Cuando, hace pocos días, tuve que organizarme con algo de urgencia un viaje para volver de Goma (R D Congo) a Bangui, me di cuenta de que la opción más segura y barata era coger un vuelo en Brazzaville, y que hace el trayecto hasta la capital centroafricana en hora y media. Par .ello tenía que viajar desde Goma hasta Kinshasa. Me atraía llegar a la gigantesca urbe conocida como “la belle”, de la que había oído hablar maravillas a los congoleños del interior. La única compañía que vuela hoy desde cualquier ciudad del Congo a Kinshasa es la Compañía Africana de Aviación (CAA), y en ese vuelo llegué a Kin el pasado miércoles 5 de junio.
No puedo decir que conozca Kinshasa, a pesar de que mi amabilísimo acompañante, el comboniano español Kike Bayo, se deshiciera en atenciones para llevarme a todos los rincones que pudo durante el día y medio que estuvo conmigo. Conoce la capital congoleña como pocos y sabe explicar todos sus rincones. Dicen que lo mejor de Kinshasa es “el ambiente”, que se respira más en sus barrios populares que en sus nuevas avenidas faraónicas, especialmente la del 30 de Junio. A pesar de todo, y siempre con la limitación del poco tiempo que he pasado en esta capital, no me gusta Kinshasa. Los congoleños tienen todo el derecho del mundo a estar orgullosos de ella, pero a mí me ha parecido caótica y agresiva, el tráfico es de vértigo y creo que le falta calor humano. Es difícil caminar por sus calles, por las que no suele haber ni aceras para dar unos pasos seguros.
Brazzaville, sin embargo, ha sido una agradabilísima sorpresa. Esta mañana (7 de junio) me dirigí al puerto a coger una lancha rápida y me he evitado los malos tragos (“tracasseries”, los llaman aquí) que uno se suele encontrar en cualquier aduana congoleña gracias a un amable empleado de la Cruz Roja llamado Philippe cuyo contacto me facilitaron los hermanos Marianistas de Kinshasa. Nada más llegar el hombre me pidió el pasaporte y 25 dólares para pagar la lancha, me sacó una silla y me dijo que me sentara a la sombra mientras él se ocupaba de todo. Tardamos una hora antes de entrar en la lancha. Si hubiera llegado yo sólo tal vez podría haberme pasado tres horas acosado por preguntas sin sentido para intentar sacarme todos los dólares que hubieran podido. Le di las gracias muy efusivamente, y antes de entrar en la lancha llamó por teléfono a un colega suyo de la otra orilla para que me esperara en el puerto de Brazzaville.

* [INFORMACIÓN DADA]
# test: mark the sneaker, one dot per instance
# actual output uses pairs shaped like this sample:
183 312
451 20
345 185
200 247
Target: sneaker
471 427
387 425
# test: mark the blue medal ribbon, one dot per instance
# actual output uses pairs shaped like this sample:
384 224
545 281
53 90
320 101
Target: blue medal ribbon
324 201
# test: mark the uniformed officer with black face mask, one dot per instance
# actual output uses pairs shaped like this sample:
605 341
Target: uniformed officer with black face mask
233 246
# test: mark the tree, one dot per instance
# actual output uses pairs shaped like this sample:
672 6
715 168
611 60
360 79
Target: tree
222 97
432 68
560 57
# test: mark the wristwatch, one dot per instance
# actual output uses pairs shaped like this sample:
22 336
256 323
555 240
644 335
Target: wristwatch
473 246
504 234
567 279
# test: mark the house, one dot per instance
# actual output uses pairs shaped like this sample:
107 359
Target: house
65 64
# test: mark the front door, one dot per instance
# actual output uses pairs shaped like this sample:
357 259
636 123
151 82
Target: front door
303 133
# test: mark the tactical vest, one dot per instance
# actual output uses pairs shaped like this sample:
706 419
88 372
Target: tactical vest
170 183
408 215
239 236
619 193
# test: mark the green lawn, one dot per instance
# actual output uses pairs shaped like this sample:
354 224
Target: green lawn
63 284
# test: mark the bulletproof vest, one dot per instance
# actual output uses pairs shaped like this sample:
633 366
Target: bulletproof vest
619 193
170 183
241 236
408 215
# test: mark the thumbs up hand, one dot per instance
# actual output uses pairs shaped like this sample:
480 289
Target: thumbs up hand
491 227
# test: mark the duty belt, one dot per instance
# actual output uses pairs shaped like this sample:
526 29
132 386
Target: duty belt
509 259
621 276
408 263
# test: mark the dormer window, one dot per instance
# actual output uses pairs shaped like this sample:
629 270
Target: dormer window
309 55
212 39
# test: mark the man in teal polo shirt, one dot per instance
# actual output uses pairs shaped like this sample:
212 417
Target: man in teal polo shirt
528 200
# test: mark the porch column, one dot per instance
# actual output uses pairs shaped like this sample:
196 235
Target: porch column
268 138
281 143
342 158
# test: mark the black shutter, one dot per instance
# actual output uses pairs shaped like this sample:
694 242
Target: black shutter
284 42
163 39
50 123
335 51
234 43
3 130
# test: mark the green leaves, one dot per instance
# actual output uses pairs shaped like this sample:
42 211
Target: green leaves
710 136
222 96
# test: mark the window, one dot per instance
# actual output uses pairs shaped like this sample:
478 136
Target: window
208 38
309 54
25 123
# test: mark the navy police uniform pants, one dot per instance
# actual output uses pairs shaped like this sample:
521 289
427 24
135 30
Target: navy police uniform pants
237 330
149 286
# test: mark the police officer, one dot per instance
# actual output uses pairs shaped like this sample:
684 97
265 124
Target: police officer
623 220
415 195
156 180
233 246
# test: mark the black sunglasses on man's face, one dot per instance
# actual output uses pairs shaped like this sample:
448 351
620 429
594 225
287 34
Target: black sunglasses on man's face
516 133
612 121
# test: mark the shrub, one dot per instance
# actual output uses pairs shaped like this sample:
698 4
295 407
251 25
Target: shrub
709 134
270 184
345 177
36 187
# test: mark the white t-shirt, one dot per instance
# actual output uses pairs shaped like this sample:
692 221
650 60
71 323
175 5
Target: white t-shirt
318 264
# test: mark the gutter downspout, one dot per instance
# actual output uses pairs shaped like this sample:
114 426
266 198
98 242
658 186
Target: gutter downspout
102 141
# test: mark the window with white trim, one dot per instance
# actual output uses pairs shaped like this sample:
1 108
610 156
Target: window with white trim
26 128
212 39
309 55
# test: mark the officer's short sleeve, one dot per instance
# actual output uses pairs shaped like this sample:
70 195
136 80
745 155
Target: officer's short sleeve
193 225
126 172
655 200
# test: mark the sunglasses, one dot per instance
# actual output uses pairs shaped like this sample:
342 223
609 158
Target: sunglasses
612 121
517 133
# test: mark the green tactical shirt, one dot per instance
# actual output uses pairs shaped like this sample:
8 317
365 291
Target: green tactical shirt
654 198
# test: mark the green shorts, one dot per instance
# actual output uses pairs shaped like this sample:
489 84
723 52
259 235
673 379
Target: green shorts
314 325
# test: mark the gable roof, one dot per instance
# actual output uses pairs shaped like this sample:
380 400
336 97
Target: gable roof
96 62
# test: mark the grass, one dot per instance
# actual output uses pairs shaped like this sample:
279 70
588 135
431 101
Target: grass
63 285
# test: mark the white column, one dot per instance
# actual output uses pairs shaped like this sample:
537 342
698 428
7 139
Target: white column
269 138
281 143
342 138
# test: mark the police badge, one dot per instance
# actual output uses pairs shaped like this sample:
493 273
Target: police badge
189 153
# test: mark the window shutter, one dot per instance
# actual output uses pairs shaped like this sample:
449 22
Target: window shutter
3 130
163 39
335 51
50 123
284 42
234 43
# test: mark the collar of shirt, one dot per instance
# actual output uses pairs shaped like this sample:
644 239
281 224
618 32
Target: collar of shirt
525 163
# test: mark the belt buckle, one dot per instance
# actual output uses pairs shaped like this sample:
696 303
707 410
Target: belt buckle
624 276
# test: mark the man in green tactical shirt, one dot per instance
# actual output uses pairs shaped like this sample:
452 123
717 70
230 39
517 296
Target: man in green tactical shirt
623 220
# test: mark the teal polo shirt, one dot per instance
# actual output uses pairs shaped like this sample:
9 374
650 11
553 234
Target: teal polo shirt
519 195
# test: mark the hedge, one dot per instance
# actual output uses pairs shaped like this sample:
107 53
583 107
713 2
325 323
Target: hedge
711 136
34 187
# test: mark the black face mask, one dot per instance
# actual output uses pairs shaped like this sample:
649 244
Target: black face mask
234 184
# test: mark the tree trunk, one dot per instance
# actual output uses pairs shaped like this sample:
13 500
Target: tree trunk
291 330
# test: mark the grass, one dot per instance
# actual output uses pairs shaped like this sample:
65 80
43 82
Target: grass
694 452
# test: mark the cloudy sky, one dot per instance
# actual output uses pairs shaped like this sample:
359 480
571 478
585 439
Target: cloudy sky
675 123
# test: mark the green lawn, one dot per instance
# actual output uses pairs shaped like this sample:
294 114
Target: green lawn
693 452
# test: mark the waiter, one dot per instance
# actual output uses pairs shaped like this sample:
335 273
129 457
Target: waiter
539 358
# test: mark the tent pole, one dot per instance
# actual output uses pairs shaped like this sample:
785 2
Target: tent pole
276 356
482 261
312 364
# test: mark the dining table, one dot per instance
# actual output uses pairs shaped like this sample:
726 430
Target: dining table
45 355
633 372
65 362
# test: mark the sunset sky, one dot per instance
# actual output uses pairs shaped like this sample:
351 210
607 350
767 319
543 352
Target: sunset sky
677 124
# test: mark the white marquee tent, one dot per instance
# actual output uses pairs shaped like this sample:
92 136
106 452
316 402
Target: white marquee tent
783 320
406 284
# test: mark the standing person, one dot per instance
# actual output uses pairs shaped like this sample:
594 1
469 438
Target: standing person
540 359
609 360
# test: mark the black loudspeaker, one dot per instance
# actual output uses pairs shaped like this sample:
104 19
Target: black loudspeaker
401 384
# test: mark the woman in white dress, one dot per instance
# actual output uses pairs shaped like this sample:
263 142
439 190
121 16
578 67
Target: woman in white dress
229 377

...

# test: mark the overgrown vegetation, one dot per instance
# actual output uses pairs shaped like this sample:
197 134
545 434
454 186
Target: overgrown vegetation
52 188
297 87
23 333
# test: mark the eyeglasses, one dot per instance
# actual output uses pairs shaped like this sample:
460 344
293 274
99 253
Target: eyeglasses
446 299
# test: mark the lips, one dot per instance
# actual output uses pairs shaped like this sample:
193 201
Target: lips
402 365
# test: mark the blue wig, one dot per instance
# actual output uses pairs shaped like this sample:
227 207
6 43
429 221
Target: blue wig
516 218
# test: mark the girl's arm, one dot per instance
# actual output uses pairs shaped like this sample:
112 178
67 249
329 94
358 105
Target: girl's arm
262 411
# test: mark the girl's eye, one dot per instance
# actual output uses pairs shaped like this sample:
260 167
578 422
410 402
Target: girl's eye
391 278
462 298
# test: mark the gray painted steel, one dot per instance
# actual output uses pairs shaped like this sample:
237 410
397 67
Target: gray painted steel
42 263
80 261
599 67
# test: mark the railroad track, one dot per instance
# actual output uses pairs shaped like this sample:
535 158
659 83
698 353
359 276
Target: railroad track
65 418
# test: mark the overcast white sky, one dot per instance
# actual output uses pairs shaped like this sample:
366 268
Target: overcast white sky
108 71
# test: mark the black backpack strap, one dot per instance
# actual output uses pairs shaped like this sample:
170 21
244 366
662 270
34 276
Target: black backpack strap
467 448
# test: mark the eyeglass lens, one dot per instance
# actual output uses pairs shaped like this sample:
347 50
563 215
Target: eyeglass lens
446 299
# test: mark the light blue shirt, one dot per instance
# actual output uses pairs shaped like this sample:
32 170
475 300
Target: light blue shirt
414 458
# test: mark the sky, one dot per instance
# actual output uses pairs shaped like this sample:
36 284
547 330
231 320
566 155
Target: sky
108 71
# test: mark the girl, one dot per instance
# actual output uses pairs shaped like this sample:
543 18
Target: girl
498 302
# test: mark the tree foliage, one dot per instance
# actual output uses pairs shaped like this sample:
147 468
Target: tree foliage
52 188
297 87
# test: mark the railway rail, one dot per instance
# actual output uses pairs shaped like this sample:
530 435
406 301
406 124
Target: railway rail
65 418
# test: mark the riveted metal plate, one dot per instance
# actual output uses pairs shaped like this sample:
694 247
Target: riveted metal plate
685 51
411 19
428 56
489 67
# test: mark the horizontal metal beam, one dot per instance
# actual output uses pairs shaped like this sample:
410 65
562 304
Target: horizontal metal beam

...

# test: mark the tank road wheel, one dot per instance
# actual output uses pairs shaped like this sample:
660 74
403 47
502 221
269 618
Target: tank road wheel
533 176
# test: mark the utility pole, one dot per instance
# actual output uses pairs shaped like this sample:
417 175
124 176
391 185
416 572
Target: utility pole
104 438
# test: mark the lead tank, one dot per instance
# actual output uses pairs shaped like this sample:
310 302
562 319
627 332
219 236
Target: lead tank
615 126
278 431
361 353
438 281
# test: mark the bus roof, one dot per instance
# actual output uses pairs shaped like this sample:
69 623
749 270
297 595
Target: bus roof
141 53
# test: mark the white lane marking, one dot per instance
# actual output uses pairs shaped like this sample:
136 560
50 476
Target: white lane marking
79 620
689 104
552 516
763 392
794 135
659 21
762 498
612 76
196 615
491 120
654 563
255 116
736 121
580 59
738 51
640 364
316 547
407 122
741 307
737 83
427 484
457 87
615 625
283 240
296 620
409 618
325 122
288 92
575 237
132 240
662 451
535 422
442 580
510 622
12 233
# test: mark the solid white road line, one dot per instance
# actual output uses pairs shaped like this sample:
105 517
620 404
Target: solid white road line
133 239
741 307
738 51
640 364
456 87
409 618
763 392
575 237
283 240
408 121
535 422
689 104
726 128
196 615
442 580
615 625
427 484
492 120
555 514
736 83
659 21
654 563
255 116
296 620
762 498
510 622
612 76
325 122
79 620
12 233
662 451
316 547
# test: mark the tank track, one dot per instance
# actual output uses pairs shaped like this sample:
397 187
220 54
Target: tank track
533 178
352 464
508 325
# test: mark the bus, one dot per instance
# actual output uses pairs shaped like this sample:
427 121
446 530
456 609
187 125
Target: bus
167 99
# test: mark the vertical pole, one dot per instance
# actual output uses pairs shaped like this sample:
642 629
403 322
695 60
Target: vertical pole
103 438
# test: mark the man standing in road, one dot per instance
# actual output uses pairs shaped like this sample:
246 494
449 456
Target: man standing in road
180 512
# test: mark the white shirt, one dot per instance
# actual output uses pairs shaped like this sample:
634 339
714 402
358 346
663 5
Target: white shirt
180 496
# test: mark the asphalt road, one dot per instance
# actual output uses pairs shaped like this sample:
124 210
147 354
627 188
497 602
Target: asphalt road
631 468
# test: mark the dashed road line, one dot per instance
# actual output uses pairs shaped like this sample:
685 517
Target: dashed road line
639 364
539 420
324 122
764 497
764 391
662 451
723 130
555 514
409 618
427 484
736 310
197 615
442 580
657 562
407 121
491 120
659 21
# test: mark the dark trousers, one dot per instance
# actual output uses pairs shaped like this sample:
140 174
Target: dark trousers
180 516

* [QUÉ SE PIDE]
a) Indica si cada afirmación coincide con el fragmento y cita las palabras exactas que lo deciden: (i) El vuelo desde Brazzaville hasta la capital centroafricana dura hora y media. (ii) A quien narra le gustó Kinshasa. (iii) Philippe pidió 25 dólares para pagar la lancha.
b) Responde a estas preguntas según el fragmento:
(i) ¿Qué compañía es la única que vuela hoy desde cualquier ciudad del Congo a Kinshasa?
(ii) ¿Cómo se llama el comboniano español que acompañó a quien narra en Kinshasa?
(iii) ¿Cuánto tiempo pasó antes de entrar en la lancha?
El listado no tiene ningún papel en este ejercicio.

* [RESPUESTAS POR TAREA]
a)
(i) Sí: "hace el trayecto hasta la capital centroafricana en hora y media".
(ii) No: "no me gusta Kinshasa".
(iii) Sí: "me pidió el pasaporte y 25 dólares para pagar la lancha".

b)
(i) La Compañía Africana de Aviación (CAA).
(ii) Kike Bayo.
(iii) Una hora.